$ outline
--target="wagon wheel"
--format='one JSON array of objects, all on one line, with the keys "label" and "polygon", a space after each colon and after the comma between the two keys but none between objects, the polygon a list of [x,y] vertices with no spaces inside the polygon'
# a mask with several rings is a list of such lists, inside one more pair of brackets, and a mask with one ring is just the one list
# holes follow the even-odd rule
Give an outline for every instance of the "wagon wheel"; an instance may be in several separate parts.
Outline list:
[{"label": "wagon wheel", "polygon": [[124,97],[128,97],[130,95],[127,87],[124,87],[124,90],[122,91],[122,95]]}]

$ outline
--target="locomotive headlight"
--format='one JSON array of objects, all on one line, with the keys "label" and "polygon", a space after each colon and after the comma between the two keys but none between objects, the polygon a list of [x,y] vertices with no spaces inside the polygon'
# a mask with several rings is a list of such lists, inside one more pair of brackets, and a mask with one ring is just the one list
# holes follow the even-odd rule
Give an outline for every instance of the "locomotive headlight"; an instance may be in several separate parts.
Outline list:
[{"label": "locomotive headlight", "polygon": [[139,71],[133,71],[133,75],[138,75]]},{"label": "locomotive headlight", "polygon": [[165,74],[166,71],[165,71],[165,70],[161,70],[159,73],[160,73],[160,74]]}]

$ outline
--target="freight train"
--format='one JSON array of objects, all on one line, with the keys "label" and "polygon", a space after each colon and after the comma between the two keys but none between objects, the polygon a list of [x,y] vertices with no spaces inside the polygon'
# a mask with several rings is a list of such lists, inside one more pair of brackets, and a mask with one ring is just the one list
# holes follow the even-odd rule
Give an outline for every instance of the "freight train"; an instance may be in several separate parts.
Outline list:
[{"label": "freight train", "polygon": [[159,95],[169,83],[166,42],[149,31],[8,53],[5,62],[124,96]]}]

DESCRIPTION OF THE TASK:
Pull out every line in the lines above that contains the word "parts", matching case exactly.

TASK ANSWER:
Give an outline for every instance of the "wagon wheel"; an instance may be in several separate parts.
Give an outline for every instance of the "locomotive headlight"; an instance may be in several separate parts.
Give an outline for every instance of the "freight train"; an instance may be in several separate parts.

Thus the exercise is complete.